Instruções da tarefa
Dê sequência à crítica sobre a temporada da série da LUMON, começando logo depois da última frase mostrada.

Trecho para leitura
★ ★ ★

A quebra de expectativa é fundamental na construção de uma ideia: qualquer luta que permita a manutenção do sistema, será uma luta apenas pelos direitos básicos. Apesar de todo o esforço do quarteto, suas grandes conquistas foram necessidades imprescindíveis no ambiente de trabalho, mas nenhuma mudança significativa quanto a vida e a existência. Ao final da revolta e tudo o que vivenciaram, eles devem voltar ao serviço imediatamente.

A despeito dessas críticas, a temporada vai para um lado muito mais existencialista. Os internos começam a ter suas ‘primeiras vezes’, começando na season finale e tendo continuidade durante os novos 10 episódios; a primeira vez que viram o céu, que beijam, que dormem, que fazem sexo, que se apaixonam, que vivem de verdade. Todavia, junto com a vida, vem a morte. Após experimentarem serem humanos e voltarem à condição normal, ver seus desejos e necessidades serem negados faz eles optarem pela morte. Chocante é o momento em que Irving (John Turturro) é ‘assassinado’ em frente aos seus amigos, ou que Dylan (Zach Cherry) pede demissão, o que para os internos é sinônimo de suicídio. Os roteiristas e os diretores dos episódios Vale da Aflição e Depois do Expediente, são muito precisos em representar de maneira forte e melancólica, enquanto os funcionários da LUMON lidam com normalidade, causando uma certa estranheza.

★ ★ ★

Entradas salvas
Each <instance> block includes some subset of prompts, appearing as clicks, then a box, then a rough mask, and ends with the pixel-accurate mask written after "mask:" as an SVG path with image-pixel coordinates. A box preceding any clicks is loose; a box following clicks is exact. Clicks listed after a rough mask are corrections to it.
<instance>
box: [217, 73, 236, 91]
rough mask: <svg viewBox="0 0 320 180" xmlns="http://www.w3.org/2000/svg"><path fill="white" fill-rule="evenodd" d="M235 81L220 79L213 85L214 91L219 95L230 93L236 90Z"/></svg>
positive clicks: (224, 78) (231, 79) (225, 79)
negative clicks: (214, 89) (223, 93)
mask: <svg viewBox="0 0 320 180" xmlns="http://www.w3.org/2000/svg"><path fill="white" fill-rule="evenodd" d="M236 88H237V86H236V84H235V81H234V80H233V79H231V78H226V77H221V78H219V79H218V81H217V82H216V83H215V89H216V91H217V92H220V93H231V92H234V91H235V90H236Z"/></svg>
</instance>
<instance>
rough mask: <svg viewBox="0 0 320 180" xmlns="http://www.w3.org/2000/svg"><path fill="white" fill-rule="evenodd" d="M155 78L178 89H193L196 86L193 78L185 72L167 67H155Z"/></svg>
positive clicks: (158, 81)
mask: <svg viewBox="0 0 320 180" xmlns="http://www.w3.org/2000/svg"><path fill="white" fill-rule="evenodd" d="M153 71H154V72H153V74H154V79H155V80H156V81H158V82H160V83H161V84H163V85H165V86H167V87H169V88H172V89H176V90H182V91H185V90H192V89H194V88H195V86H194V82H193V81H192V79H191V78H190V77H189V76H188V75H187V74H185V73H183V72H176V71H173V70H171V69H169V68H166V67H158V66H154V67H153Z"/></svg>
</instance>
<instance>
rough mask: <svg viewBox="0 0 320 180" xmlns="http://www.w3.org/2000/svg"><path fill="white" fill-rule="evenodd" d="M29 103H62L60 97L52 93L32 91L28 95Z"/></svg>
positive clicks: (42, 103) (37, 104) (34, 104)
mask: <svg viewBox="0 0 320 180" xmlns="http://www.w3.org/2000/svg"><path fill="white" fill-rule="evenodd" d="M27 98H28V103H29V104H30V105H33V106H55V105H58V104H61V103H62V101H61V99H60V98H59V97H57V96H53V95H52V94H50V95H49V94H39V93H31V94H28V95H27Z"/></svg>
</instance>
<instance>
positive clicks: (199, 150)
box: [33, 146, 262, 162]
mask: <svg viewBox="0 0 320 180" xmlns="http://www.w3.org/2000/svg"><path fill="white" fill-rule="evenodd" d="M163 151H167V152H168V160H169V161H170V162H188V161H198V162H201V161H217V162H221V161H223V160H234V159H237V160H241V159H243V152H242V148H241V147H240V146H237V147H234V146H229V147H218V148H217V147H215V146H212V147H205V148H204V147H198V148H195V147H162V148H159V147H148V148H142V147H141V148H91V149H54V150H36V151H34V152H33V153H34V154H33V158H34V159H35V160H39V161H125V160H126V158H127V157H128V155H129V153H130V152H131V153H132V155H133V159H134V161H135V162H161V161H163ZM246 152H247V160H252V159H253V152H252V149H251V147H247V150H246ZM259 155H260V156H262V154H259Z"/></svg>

★ ★ ★

Resposta da tarefa
Dentro do contexto geral, Vale da Aflição é o capítulo que melhor integra o existencialismo com as críticas ao sistema, além de fazer essa ponte entre essa mudança de foco temático. Ben Stiller lida com a solidão e a falta de amor dentro do capitalismo. O foco é colocar os personagens em um contexto desconfortável, jogando um contra o outro. Nesse sentido, Helena e Irving são o destaque, por meio da rivalidade estabelecida desde Ola, senhora Cobel. Ambos se sentem sozinhos, por diferentes motivos: Helena (Britt Lower) não recebe amor do pai, demonstrando como as relações familiares se tornam palco para negócios – ao estilo Succession (2018) –, e Irving perde Burt para a aposentadoria, evidenciando o descaso das empresas com seus funcionários. Enquanto a primeira finge ser o seu duplo (Helen) para receber afeto de Mark, Irving transforma seus sentimentos em revolta, culminando em um sacrifício em prol dos seus amigos.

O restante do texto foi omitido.